> **TEXTE**:
● ● ● ● ● ● ●
"Tu m’as vendue à un vieillard, père. Puisse Dieu détruire ta maison ; j’étais ta fille." (anonyme. Poesie pachtoune)
Il en va de certaines musiques
dont la charge émotionnelle est si forte qu’on sait dès le début qu’on ne s’en
remettra pas. Ce pourrait être un requiem au goût amer si l’espoir ne résidait
pas précisément dans ce témoignage sonore ténu qu’on tient entre les mains, fil
d’Ariane qui s’étiole. Même s’il date déjà de 2005. Dix-huit années : une
génération a prospéré depuis, dans la misère et la violence, et on ne sait pas
ce que sont devenus les musiciens qui hantent ces enregistrements de terrain
miné. S’ils ont seulement réussi à transmettre la flamme de leur héritage.
Kabul, année 0 depuis près de quatre décennies. Et même silence
médiatique : j’ai eu beau chercher sur la Toile, et pas une ligne sur ce
disque ; juste des exemplaires à vendre. Rien ; un vide 2.0. D’autant plus
étrange qu’Éric Aldea est une petite légende d’un underground hexagonal avec
des trucs comme Bästard ou Zëro… Pas de storytelling aguicheur donc. De
simplement imaginer que lui et Ivan Chiossone ont pris un A/R pour Kabul,
flanqués d’enregistreurs numériques compacts et quelques contacts en poche. Des
captations sonores précieuses et des rencontres, que les deux compères auront
su magnifier par un montage subjectif qui frôle parfois l’épure abstraite.
● ● ● ● ● ● ●
> **LISTE DES LIGNES**:
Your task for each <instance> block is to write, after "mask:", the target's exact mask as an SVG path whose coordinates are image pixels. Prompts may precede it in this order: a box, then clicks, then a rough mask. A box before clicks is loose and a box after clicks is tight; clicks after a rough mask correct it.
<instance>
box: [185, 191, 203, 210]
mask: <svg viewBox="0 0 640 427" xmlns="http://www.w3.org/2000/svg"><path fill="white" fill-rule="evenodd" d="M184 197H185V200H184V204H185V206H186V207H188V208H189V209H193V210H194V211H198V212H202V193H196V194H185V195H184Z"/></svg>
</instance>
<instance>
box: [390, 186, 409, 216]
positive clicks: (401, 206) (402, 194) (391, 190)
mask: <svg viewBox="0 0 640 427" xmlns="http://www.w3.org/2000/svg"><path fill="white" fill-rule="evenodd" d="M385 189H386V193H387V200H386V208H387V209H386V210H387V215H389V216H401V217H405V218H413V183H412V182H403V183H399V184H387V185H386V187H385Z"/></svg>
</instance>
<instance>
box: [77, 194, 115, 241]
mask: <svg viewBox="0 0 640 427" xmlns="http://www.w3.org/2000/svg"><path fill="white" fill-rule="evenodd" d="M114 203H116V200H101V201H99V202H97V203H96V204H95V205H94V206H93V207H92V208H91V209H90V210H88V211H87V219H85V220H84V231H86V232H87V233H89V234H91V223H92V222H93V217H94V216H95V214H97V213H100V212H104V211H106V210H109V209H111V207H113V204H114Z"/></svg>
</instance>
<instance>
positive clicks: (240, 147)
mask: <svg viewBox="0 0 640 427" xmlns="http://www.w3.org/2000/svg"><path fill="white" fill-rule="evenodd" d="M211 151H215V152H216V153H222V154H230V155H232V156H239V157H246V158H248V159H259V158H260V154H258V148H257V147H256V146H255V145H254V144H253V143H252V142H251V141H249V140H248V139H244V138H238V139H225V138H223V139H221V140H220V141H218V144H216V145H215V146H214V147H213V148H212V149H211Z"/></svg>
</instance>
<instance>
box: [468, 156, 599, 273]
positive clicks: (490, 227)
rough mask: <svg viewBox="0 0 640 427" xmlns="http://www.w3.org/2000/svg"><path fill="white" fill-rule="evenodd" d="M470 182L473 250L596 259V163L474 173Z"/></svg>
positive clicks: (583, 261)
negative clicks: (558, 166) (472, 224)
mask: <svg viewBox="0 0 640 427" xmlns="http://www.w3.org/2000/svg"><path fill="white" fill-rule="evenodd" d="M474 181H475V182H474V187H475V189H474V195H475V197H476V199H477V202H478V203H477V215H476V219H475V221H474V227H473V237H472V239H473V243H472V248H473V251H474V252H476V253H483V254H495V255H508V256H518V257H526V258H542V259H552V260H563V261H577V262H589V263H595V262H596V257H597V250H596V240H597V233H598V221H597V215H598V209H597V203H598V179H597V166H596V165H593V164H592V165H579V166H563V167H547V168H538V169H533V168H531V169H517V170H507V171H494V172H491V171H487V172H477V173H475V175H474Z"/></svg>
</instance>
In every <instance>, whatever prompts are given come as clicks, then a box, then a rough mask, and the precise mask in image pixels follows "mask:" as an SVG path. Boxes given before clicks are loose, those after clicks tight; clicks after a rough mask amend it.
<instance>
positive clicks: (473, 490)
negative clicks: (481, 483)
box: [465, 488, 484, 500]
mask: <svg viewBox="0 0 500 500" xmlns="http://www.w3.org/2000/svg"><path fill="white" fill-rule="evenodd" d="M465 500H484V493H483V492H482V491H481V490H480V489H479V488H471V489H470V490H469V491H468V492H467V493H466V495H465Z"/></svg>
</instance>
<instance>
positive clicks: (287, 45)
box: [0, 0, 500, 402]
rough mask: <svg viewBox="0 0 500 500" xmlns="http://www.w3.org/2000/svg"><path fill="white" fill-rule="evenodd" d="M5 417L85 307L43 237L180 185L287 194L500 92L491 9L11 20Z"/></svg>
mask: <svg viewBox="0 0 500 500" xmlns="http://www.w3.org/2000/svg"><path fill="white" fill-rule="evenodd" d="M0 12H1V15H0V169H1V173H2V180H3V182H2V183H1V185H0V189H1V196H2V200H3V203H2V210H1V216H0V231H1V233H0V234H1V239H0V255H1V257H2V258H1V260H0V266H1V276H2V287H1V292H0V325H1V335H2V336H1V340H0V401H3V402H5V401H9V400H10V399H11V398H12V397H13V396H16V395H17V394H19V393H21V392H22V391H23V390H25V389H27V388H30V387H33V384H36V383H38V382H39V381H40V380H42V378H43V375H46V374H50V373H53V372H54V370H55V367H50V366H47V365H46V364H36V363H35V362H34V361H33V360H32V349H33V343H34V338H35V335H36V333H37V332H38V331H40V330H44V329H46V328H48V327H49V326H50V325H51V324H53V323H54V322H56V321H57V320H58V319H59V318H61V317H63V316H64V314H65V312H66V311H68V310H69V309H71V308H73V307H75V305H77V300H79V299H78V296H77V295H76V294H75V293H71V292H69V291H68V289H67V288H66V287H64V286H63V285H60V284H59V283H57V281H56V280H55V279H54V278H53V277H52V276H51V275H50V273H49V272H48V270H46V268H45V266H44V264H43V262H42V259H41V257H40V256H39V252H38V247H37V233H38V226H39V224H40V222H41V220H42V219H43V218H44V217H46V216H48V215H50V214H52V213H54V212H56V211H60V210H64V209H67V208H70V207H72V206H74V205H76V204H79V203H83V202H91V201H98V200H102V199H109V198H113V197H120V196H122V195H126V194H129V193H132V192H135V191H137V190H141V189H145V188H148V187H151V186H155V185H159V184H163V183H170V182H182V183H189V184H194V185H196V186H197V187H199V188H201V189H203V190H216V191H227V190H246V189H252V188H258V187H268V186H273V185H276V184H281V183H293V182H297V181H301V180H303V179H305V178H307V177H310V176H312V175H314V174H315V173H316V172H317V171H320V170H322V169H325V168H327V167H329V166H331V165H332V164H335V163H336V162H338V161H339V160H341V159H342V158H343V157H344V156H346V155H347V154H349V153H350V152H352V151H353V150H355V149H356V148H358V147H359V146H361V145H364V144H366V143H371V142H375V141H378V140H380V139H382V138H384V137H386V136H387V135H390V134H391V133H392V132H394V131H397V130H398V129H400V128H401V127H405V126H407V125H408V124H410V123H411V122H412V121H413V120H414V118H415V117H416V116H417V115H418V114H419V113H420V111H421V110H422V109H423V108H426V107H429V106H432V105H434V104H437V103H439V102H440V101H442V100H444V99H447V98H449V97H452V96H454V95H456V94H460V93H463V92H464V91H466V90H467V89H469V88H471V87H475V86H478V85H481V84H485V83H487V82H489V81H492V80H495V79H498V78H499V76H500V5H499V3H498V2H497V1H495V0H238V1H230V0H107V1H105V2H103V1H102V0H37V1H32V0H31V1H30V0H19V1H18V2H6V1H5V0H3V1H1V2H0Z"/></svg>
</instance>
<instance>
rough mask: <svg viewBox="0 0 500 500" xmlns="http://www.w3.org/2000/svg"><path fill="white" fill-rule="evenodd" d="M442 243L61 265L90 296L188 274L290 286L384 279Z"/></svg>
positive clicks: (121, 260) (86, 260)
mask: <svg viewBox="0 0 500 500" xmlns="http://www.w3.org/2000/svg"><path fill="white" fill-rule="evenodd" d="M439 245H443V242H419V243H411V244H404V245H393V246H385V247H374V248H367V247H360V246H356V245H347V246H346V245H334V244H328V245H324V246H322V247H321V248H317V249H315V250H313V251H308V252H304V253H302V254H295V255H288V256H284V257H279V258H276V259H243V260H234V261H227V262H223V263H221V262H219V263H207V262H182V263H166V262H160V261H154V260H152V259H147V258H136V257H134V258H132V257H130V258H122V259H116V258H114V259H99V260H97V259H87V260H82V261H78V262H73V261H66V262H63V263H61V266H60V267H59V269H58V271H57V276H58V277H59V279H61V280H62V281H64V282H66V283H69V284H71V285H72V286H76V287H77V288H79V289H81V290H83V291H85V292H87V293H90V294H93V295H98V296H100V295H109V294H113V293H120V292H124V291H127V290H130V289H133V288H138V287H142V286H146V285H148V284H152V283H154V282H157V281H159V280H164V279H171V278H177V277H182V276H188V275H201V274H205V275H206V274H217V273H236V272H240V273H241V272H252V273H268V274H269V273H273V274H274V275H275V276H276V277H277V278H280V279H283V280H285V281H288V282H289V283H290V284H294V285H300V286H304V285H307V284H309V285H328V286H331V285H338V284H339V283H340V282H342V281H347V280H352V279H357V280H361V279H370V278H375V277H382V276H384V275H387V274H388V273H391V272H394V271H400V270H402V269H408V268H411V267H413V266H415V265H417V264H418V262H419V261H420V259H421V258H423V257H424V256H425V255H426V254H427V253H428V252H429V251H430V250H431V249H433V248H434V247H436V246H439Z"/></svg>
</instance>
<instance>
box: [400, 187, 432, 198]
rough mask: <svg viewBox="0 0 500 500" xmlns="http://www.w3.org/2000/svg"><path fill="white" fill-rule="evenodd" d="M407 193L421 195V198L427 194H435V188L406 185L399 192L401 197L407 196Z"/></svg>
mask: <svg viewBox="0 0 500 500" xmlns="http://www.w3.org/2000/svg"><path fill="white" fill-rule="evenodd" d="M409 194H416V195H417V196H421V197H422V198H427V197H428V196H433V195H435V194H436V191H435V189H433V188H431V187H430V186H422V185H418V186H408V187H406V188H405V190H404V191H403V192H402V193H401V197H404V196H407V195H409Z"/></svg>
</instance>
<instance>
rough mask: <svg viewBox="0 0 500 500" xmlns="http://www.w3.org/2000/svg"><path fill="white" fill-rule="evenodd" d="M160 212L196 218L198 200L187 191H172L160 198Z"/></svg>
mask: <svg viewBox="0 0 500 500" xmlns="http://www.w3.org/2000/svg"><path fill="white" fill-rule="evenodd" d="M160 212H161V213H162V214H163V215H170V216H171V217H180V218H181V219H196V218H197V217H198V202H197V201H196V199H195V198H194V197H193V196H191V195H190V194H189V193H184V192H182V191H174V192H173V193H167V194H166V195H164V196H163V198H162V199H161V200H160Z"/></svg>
● ● ● ● ● ● ●
> **EXERCICES À FAIRE**:
[1] D'après le texte sur les enregistrements faits à Kabul, avec qui Éric Aldea a-t-il fait l'aller-retour pour Kabul ?
[2] Relevez, s'il vous plaît, chaque ligne qui contient la chaîne "pixels", en tenant compte de la casse.
Le texte et les lignes n'ont aucun lien entre eux.

> **RÉPONSES NUMÉROTÉES**:
[1] Avec Ivan Chiossone.

[2]
Your task for each <instance> block is to write, after "mask:", the target's exact mask as an SVG path whose coordinates are image pixels. Prompts may precede it in this order: a box, then clicks, then a rough mask. A box before clicks is loose and a box after clicks is tight; clicks after a rough mask correct it.
In every <instance>, whatever prompts are given come as clicks, then a box, then a rough mask, and the precise mask in image pixels follows "mask:" as an SVG path. Boxes given before clicks are loose, those after clicks tight; clicks after a rough mask amend it.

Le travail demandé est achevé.